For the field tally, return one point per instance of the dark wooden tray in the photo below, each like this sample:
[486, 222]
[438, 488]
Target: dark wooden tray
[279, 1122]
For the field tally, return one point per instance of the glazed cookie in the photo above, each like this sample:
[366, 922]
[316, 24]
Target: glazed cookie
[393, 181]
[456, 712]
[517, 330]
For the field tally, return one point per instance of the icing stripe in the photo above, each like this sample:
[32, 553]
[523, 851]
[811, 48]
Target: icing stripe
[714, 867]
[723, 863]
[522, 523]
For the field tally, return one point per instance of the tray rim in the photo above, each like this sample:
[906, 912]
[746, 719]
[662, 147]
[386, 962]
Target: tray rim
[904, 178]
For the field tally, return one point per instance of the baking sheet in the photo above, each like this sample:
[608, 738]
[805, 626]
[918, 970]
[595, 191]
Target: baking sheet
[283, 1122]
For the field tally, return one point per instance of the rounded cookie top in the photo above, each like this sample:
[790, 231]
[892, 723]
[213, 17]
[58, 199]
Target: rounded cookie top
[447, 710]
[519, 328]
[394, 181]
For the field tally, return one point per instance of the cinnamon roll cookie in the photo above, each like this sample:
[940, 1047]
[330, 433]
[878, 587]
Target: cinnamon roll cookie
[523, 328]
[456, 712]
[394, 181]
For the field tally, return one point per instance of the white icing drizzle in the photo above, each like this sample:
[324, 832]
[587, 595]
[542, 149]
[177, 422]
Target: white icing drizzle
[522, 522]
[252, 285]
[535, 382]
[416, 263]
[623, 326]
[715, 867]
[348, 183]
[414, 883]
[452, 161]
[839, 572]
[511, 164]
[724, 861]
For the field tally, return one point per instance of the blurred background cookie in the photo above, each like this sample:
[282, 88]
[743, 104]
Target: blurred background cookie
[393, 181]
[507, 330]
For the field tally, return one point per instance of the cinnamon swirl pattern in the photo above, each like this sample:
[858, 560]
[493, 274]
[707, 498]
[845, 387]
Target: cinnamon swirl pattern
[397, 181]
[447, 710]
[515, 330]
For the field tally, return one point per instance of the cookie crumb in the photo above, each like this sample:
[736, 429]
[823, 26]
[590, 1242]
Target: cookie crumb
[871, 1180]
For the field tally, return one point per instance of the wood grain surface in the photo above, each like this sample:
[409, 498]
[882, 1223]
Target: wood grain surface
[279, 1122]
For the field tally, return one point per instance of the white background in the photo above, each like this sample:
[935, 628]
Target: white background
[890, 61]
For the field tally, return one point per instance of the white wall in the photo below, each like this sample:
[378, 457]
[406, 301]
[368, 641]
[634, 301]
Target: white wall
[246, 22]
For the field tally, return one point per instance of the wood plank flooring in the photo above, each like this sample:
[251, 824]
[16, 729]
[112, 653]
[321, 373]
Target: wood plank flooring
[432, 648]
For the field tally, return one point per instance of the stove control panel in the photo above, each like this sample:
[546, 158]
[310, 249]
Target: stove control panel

##########

Exercise brief » Copy out each record, keeping every word as it is.

Solution for this problem »
For the field tally, return one point per instance of the dark wooden tray in the photo below, each like this sample:
[486, 222]
[438, 488]
Target: dark wooden tray
[279, 1122]
For the field tally, return one point per instance of the glazed cookie in the photo above, each like this sample:
[366, 922]
[316, 24]
Target: glazed cookie
[393, 181]
[456, 712]
[517, 330]
For the field tally, return one point per instance of the icing stripe in the photo above, each like this sample:
[32, 553]
[523, 851]
[811, 48]
Target: icing stripe
[714, 867]
[723, 863]
[522, 523]
For the field tally, return one point per instance of the tray rim in the photo above, each like this sample:
[906, 912]
[746, 719]
[662, 147]
[386, 962]
Target: tray rim
[904, 178]
For the field tally, return one point per instance of the baking sheet in the photo above, each like this sample:
[608, 738]
[805, 626]
[918, 970]
[595, 191]
Target: baking sheet
[283, 1122]
For the field tally, return one point per instance of the rounded cookie top in the photo above, each like this sample:
[790, 231]
[892, 723]
[213, 17]
[58, 199]
Target: rounded cookie top
[447, 710]
[519, 328]
[394, 181]
For the field tally, return one point per instance of the cinnamon roll cookie in the photo above, each like this sample:
[940, 1047]
[330, 433]
[878, 587]
Target: cinnamon roll cookie
[523, 328]
[456, 712]
[394, 181]
For the field tally, return one point per instance of the white icing drizzle in the photo above, each like this sample:
[324, 832]
[587, 595]
[542, 149]
[177, 422]
Target: white icing drizzle
[522, 522]
[252, 285]
[535, 382]
[416, 263]
[623, 326]
[715, 867]
[348, 183]
[414, 883]
[452, 161]
[839, 572]
[511, 164]
[724, 861]
For the field tally, return one point per instance of the blurred background cookie in the photo above, each like this sample:
[282, 88]
[743, 104]
Target: blurred background cookie
[393, 181]
[507, 330]
For the field tally, return one point per instance of the cinnamon swirl pattern in the photo above, each like this sample:
[858, 560]
[493, 274]
[707, 498]
[845, 387]
Target: cinnamon swirl pattern
[397, 181]
[447, 710]
[515, 330]
For the field tally, return one point per instance of the cookie crumb in the photo above, each like this sample:
[736, 429]
[823, 26]
[590, 1242]
Target: cookie crumb
[871, 1180]
For the field tally, return one point per instance of the wood grain surface in the photo above, each like this sample:
[409, 498]
[882, 1223]
Target: wood grain surface
[279, 1122]
For the field tally, return one point per instance of the white background in the photo above, each like this sample:
[935, 628]
Target: white background
[890, 61]
For the field tally, return one point per instance of the white wall in the photo below, each like this sample:
[378, 457]
[406, 301]
[368, 641]
[634, 301]
Target: white wall
[246, 22]
For the field tally, return one point per instance of the wood plank flooring in the photo above, each like this sample:
[251, 824]
[16, 729]
[112, 653]
[321, 373]
Target: wood plank flooring
[432, 648]
For the field tally, return one point per instance of the stove control panel in the photo above, each like this sample:
[546, 158]
[310, 249]
Target: stove control panel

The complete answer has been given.